## TASK GOAL:
Can you write out the material below again, switching every "potato wedge" to "potato fry" and keeping everything else the same?

## LISTED RECORDS:
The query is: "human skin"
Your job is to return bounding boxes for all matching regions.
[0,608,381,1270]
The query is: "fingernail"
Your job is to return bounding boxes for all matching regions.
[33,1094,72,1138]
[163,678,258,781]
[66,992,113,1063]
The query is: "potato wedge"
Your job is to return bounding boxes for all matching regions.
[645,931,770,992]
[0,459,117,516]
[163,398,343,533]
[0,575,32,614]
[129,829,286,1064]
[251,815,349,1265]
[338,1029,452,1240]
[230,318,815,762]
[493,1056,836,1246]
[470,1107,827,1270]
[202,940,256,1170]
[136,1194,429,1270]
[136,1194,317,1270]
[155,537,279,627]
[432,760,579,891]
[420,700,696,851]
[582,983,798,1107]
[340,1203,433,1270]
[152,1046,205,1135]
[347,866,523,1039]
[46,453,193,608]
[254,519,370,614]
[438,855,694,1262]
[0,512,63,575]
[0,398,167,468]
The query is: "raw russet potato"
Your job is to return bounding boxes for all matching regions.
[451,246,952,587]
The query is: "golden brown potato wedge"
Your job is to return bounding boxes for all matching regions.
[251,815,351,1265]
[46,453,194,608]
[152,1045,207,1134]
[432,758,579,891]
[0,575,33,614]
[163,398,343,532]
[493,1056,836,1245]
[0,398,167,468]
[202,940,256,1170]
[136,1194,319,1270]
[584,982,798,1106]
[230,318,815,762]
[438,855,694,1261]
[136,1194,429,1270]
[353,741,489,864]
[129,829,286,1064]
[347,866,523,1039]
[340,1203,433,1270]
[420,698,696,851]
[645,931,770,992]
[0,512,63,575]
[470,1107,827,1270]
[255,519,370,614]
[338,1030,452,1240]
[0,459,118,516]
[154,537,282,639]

## WORKED SOLUTION:
The query is: "human skin"
Your job is to return bounding boxes for all matching regions.
[0,608,381,1270]
The query is: "fingernail"
Your job is to return bounding boxes for all matching regions.
[33,1094,72,1138]
[163,678,258,781]
[66,992,113,1063]
The query is: "potato fry"
Your job is to return bounding boxes for all matching regions.
[645,931,770,992]
[0,459,117,516]
[163,398,343,533]
[0,575,32,614]
[129,829,286,1064]
[251,815,349,1265]
[338,1029,452,1240]
[230,318,815,762]
[493,1056,836,1246]
[470,1107,827,1270]
[202,940,256,1170]
[136,1194,429,1270]
[136,1194,317,1270]
[155,537,279,627]
[432,760,579,891]
[420,700,696,851]
[582,983,798,1107]
[340,1203,433,1270]
[152,1046,205,1135]
[347,866,523,1039]
[46,453,193,608]
[254,519,370,614]
[438,855,694,1262]
[0,512,63,575]
[0,398,167,468]
The query is: "raw russet potato"
Your job is to return bounding boxes for all matching regions.
[451,246,952,587]
The query is: "golden brown potato fry"
Your job is to return bounding boxes for all matching regions.
[251,815,351,1265]
[46,453,194,608]
[152,1045,207,1134]
[432,758,579,891]
[0,575,33,614]
[163,398,343,532]
[493,1056,836,1245]
[0,398,167,468]
[202,940,256,1170]
[136,1194,319,1270]
[584,982,798,1106]
[230,318,815,762]
[438,855,694,1261]
[136,1194,429,1270]
[353,741,489,864]
[129,829,286,1064]
[347,866,523,1039]
[340,1203,433,1270]
[420,698,696,851]
[645,931,770,992]
[0,512,63,575]
[470,1107,827,1270]
[255,519,370,614]
[338,1030,452,1240]
[0,459,118,516]
[154,537,282,639]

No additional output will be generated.